- [PETIKAN TEKS]
-=-=-=-=-
Pendahuluan
Jual beli merupakan
salah satu cara pemenuhan kebutuhan manusia guna menjaga keberlangsungan hidupnya.
Akan tetapi di era modern ini, seringkali seseorang terjerumus dalam transaksi
yang tidak sesuai syari’at, merugikan, terkhusus dalam pemerolehan keuntungan.
Konflik yang terjadi banyak pembeli yang kecewa baik karena barang yang tidak
sesuai keinginana, terjadinya penipuan, serta harga yang tinggi. Dan diantara
penjual seringkali mereka merasa laba yang di dapatkan kurang bahkan merasa
dirugikan.
Islam memberikan
solusi jual beli dengan amanah. Agar kaum muslimin dapat memahami dan
menerapkanya, tidak terjebak dalam transaksi batil maupun syubhat. Transaksi yang
menguntungkan kedua belah pihak dengan unsur kepercayaan dan kejujuran. Bukan
hanya sekedar namanya saja, karena banyak praktik transaksi yang menamainya
dengan nama islami dan amanah akan tatapi di dalamnya masih terdapat hal yang
dilarang, di makruhkan, atau di ragukan hukumnya dalam syari’at.
Oleh karena
itu, dalam makalah ini penulis akan memaparkan jual beli amanah, terkhusus pada
tata cara yang diperbolehkan oleh syar’i menurut pendapat mayoritas ulama’.
Dalam pembahasan ini mencakup jenis, hukum, serta tatacara pelaksanannya. Dengan
judul “Jual Beli Amanah”.
Pembahasan
Jual Beli Amanah
A.
Pengertian
Secara bahasa, amanah artinya ithmi`nan (tenang) dan tidak
takut. Terkadang kata amanah juga digunakan untuk menamakan al wafa’ (setia) dan wadi`ah (barang titipan).[1] Secara
istilah, jual beli amanah digunakan untuk menamakan transaksi
yang menuntut kepercayaan bagi penjual, karena dia telah menyampaikan informasi
kepada pembeli yang itu merupakan amanahnya. Karena itu, jual beli amanah
adalah jual beli yang dibangun atas prinsip saling percaya dan amanah antara
kedua belah pihak.[2]
Sementara itu,
kepercayaan dan amanah ini boleh jadi mengacu pada penjual atau pembeli, atau
kedua-duanya. Misalnya, amanah dan kepercayaan yang mengacu pada penjual. Dalam sebuah kasus jual-beli,
penjual menyampaikan bahwa harga kulakan barang ini sekian rupiah. Dalam kasus
ini penjual dituntut untuk amanah ketika menyampaikan harga kulakan, sehingga
bisa meyakinkan pembeli.
Adapun contoh dan
kepercayaan yang mengacu pada pembeli, bisa dipelajari di pembahasan
macam-macam jual beli amanah. Oleh karena itu Jual beli amanah bisa disebut dengan
pengelompokan tata cara penentuan harga juga pengambilan untung. [3]
B.
-=-=-=-=-
- [TUGAS YANG DIKERJAKAN]
a - Tuliskan kembali tanpa perubahan bagian petikan tentang jual beli amanah yang dimulai dengan kata-kata yang memuat "Konflik yang terjadi" dan berakhir dengan "pendapat mayoritas ulama’.".
b - Menurut petikan tentang jual beli amanah, apa arti kata amanah secara bahasa?
Catatan berikut tidak berperan apa pun dalam pengerjaan ini.

- [BARIS DATA]
-=-=-=-=-
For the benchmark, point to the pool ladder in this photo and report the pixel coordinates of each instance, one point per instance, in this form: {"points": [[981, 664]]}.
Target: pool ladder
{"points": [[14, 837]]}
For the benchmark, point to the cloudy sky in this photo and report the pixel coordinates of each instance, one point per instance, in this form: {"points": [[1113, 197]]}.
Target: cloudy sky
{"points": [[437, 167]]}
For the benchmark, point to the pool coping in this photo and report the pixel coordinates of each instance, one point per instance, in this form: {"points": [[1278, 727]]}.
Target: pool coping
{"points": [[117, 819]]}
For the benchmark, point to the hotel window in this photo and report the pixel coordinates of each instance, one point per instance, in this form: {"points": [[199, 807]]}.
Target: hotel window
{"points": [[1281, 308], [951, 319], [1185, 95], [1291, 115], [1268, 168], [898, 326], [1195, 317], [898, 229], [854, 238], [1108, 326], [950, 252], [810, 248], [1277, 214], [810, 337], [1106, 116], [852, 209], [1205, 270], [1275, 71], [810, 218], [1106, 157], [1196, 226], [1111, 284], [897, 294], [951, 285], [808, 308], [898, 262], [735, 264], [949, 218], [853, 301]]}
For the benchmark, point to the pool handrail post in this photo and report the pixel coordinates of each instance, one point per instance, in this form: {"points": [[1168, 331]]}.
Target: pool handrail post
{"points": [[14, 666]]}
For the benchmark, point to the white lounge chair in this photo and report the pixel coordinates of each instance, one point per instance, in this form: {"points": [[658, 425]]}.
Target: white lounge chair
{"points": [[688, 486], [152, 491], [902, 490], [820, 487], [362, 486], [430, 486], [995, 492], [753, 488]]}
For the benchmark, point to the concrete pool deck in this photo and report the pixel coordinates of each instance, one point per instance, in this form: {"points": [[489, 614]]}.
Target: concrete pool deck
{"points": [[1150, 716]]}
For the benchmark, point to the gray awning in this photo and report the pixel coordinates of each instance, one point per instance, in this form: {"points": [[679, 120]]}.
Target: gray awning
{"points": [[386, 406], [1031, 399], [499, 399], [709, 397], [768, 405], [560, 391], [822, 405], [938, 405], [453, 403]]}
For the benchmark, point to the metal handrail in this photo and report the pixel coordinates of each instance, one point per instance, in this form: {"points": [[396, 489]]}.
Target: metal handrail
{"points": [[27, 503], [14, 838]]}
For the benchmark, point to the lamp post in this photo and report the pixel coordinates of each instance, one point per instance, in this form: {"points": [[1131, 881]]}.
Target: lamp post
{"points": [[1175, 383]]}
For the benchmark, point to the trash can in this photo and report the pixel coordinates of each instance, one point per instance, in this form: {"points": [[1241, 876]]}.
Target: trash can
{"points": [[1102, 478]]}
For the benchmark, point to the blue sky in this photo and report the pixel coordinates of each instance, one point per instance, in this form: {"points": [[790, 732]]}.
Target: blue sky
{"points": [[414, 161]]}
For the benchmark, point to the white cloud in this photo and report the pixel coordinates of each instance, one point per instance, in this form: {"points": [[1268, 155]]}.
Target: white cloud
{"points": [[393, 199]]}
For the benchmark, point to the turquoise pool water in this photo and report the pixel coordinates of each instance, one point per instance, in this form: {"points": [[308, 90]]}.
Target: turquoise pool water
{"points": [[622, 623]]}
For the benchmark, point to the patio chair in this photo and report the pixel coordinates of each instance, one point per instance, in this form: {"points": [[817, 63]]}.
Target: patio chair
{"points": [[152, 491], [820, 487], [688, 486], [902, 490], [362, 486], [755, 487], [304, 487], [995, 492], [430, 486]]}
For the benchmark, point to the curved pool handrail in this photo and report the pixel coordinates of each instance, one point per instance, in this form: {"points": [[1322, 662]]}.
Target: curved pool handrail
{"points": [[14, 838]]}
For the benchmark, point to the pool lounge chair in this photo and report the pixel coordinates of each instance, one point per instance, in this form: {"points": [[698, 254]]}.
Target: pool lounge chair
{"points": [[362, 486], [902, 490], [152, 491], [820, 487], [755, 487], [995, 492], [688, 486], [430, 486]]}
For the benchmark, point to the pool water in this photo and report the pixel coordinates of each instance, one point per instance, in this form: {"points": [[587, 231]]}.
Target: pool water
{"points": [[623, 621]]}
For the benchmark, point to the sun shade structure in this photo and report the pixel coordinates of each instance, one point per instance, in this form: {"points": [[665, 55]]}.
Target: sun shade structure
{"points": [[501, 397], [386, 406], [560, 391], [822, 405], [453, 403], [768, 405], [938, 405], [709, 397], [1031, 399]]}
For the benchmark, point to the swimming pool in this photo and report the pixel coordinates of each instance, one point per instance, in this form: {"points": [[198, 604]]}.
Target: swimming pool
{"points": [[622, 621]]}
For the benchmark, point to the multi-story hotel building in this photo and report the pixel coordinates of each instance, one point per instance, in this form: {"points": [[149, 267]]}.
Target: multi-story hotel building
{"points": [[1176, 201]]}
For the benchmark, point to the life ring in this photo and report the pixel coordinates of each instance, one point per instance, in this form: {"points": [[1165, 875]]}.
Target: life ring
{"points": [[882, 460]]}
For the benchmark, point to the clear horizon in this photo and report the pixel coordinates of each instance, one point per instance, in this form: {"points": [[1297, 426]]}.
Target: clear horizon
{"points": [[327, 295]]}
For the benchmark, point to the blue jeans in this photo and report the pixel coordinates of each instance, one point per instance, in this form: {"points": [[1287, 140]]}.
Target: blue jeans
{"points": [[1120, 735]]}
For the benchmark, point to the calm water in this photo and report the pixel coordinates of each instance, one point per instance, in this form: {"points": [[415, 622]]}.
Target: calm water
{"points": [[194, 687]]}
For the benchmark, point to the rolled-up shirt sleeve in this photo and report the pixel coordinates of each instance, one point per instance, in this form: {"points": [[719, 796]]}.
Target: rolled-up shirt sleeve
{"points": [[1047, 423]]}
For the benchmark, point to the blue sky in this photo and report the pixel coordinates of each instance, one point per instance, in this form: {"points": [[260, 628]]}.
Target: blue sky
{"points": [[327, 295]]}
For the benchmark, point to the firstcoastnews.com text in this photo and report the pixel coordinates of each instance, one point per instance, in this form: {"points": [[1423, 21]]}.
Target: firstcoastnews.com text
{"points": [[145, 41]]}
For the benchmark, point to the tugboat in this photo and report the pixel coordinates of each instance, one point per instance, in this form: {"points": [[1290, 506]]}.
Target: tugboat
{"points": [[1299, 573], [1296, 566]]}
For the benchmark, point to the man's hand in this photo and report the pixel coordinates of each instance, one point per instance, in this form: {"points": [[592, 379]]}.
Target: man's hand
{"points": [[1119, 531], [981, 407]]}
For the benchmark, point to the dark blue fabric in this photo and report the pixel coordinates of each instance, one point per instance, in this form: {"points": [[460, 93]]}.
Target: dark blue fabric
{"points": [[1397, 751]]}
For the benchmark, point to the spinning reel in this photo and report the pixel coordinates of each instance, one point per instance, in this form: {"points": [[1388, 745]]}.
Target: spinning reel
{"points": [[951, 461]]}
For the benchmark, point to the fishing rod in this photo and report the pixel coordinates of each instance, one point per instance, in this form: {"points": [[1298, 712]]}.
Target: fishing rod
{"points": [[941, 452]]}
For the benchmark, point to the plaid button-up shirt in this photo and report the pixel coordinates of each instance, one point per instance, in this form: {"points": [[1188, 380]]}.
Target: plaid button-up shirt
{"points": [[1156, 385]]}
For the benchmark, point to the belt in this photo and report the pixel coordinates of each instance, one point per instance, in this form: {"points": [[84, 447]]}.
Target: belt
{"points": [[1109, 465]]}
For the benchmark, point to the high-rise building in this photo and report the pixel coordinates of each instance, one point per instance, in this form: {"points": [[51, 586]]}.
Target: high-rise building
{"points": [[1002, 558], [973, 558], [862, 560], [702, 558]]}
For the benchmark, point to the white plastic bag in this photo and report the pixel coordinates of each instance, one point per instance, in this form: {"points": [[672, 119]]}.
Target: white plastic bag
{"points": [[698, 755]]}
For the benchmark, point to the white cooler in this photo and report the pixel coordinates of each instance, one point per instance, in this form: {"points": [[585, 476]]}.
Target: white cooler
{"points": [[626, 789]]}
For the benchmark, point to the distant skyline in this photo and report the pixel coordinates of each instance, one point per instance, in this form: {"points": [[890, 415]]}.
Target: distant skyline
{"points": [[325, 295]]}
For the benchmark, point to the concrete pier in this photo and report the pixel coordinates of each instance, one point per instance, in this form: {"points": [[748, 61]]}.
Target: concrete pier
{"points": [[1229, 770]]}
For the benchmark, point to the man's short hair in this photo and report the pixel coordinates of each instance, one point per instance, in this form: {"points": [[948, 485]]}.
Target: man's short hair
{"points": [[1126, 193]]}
-=-=-=-=-
- [JAWABAN LATIHAN]
a -
Konflik yang terjadi banyak pembeli yang kecewa baik karena barang yang tidak
sesuai keinginana, terjadinya penipuan, serta harga yang tinggi. Dan diantara
penjual seringkali mereka merasa laba yang di dapatkan kurang bahkan merasa
dirugikan.
Islam memberikan
solusi jual beli dengan amanah. Agar kaum muslimin dapat memahami dan
menerapkanya, tidak terjebak dalam transaksi batil maupun syubhat. Transaksi yang
menguntungkan kedua belah pihak dengan unsur kepercayaan dan kejujuran. Bukan
hanya sekedar namanya saja, karena banyak praktik transaksi yang menamainya
dengan nama islami dan amanah akan tatapi di dalamnya masih terdapat hal yang
dilarang, di makruhkan, atau di ragukan hukumnya dalam syari’at.
Oleh karena
itu, dalam makalah ini penulis akan memaparkan jual beli amanah, terkhusus pada
tata cara yang diperbolehkan oleh syar’i menurut pendapat mayoritas ulama’.

b - Secara bahasa, amanah berarti ithmi`nan (tenang) dan tidak takut.